## [Source extract]
* * * * * * *
After 9/11 the mayor articulated a vision that ascribed $293 million of the C.D.B.G. money for low-income and affordable housing. The need for this housing was and is urgent: the partners of New York Disaster Interfaith Services, through the NYC 9/11 Unmet Needs Roundtable, have put more than $2 million toward eviction prevention for people directly impacted by 9/11. Out of more the $4 million the Roundtable has distributed to 9/11 victims, housing ranks as the greatest need. Yet the L.M.D.C. has not started to turn the $50 million they did promise for mixed-income housing into housing.

The health of Lower Manhattan residents is another area where diligent spending could help to alleviate inequity. At the recent March 16 public forum at University Settlement, Father Kevin Madigan of Saint Peter’s Church (which is across from ground zero) spoke movingly about how his congregants have suffered adversely in terms of health. He highlighted the experience of low-income parishioners who were not able to move away from W.T.C. toxins, as wealthier residents could. Medical studies are now showing the public health impact of these toxins, particularly on children. There’s an urgent need for a medical screening and treatment program for Lower Manhattan residents like the one that exists for ground zero recovery workers. An investment in this type of program is especially urgent for immigrant residents of Chinatown and the Lower East Side, a significant number of whom are without health care.
* * * * * * *
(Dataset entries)
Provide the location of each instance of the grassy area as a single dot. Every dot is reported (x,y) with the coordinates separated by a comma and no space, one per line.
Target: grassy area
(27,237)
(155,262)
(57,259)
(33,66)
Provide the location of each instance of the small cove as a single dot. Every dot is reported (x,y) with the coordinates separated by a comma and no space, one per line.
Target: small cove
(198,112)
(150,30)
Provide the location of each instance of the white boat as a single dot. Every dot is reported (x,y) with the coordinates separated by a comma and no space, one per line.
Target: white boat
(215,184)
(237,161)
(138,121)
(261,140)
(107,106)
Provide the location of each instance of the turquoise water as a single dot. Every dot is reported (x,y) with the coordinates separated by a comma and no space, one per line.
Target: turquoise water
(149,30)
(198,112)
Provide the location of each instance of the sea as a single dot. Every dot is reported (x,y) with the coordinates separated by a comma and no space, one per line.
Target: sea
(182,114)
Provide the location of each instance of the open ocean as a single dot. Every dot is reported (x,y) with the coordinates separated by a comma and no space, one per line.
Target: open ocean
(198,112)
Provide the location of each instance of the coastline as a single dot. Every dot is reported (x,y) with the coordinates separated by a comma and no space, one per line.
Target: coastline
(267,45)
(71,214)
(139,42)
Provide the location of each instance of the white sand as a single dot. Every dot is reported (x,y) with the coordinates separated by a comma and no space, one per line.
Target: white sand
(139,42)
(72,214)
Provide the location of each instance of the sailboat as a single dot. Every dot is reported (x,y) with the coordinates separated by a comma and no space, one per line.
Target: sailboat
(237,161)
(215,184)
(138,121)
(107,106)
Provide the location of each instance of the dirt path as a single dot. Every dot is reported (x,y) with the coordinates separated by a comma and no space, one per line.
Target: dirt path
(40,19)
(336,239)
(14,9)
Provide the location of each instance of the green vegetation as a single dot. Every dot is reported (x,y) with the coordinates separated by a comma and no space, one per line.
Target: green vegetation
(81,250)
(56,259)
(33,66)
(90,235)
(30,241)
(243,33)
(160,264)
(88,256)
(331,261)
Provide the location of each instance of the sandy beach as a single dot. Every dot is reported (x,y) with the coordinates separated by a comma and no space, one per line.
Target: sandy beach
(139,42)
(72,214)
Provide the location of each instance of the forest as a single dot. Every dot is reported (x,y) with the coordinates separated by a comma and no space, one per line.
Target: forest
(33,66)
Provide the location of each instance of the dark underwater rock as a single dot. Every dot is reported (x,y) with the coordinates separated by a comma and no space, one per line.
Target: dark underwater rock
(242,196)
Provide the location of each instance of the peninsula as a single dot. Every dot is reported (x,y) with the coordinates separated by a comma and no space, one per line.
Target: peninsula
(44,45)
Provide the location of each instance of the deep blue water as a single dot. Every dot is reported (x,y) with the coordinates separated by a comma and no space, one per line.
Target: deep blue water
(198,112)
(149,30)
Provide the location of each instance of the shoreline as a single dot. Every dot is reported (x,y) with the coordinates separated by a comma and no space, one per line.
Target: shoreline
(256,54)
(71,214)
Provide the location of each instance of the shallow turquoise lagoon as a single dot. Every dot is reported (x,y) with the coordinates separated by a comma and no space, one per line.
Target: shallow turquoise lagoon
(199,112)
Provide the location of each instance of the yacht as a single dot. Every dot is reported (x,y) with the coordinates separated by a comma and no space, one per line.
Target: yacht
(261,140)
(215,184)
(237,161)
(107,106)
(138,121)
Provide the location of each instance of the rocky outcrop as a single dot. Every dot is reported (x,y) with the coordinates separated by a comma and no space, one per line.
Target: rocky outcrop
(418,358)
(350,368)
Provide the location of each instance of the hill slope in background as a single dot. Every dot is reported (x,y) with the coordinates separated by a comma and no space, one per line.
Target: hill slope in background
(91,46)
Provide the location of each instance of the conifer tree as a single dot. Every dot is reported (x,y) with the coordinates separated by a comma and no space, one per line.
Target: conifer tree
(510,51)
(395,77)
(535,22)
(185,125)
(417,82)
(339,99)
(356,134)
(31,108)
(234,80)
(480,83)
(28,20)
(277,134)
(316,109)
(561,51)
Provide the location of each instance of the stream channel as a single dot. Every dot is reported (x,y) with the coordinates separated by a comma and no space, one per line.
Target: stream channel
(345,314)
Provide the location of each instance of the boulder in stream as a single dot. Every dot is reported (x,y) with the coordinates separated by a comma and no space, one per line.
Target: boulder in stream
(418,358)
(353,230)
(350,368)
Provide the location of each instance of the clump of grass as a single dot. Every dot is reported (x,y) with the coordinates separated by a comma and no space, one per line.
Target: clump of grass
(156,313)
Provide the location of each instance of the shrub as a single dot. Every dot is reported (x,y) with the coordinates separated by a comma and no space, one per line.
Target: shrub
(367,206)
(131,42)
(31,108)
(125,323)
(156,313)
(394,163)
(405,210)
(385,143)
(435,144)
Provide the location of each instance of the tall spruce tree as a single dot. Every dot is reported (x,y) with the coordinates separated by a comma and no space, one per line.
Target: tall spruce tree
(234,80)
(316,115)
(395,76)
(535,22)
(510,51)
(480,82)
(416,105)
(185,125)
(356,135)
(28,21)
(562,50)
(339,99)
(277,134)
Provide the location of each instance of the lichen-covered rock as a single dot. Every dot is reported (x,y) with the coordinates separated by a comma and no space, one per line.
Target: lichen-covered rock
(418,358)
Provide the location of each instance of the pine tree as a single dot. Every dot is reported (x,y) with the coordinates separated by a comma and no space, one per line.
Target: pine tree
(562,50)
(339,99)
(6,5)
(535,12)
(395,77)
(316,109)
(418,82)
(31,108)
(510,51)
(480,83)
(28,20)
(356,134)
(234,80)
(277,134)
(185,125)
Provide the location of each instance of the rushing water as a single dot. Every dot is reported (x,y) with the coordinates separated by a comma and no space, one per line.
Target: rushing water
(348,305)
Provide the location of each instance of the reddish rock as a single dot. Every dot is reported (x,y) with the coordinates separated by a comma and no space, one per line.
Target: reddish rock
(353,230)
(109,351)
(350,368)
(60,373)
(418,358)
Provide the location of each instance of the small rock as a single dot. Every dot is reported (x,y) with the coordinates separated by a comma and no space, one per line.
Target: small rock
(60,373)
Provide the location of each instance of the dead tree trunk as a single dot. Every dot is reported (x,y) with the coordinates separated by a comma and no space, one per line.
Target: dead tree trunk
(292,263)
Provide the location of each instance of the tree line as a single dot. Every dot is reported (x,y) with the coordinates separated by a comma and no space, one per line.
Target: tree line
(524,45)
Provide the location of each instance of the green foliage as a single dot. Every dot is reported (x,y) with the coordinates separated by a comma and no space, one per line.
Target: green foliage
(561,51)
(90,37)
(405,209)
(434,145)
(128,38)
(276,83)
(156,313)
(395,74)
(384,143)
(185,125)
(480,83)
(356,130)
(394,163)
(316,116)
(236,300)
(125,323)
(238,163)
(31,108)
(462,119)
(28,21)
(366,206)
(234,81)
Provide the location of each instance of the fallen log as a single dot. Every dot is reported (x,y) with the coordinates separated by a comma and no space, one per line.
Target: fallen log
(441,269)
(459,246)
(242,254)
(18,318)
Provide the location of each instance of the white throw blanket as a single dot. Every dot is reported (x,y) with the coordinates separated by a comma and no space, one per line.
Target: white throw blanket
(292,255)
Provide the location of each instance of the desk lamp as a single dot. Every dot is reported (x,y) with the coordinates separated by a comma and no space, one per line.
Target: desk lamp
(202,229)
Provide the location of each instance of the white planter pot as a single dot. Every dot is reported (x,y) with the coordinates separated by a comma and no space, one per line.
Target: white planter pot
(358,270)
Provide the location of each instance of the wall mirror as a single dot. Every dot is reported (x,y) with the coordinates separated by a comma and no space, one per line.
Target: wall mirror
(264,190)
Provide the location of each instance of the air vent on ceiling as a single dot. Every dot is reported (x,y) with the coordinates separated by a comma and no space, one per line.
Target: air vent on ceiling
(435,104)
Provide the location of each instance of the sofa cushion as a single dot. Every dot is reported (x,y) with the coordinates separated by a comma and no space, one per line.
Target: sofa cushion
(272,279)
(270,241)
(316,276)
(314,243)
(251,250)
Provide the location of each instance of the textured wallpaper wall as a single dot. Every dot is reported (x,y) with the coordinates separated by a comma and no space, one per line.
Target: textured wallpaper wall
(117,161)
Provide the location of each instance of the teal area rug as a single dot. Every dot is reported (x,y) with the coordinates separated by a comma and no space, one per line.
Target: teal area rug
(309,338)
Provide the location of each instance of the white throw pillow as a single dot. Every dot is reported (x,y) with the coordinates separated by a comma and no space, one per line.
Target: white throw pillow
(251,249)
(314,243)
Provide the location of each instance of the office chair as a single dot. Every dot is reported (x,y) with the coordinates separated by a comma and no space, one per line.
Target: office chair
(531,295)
* * * * * * *
## [Problem]
Can you copy out the Lower Manhattan excerpt word for word, everything from "After 9/11 the" down to "housing into housing."?

## [Task result]
After 9/11 the mayor articulated a vision that ascribed $293 million of the C.D.B.G. money for low-income and affordable housing. The need for this housing was and is urgent: the partners of New York Disaster Interfaith Services, through the NYC 9/11 Unmet Needs Roundtable, have put more than $2 million toward eviction prevention for people directly impacted by 9/11. Out of more the $4 million the Roundtable has distributed to 9/11 victims, housing ranks as the greatest need. Yet the L.M.D.C. has not started to turn the $50 million they did promise for mixed-income housing into housing.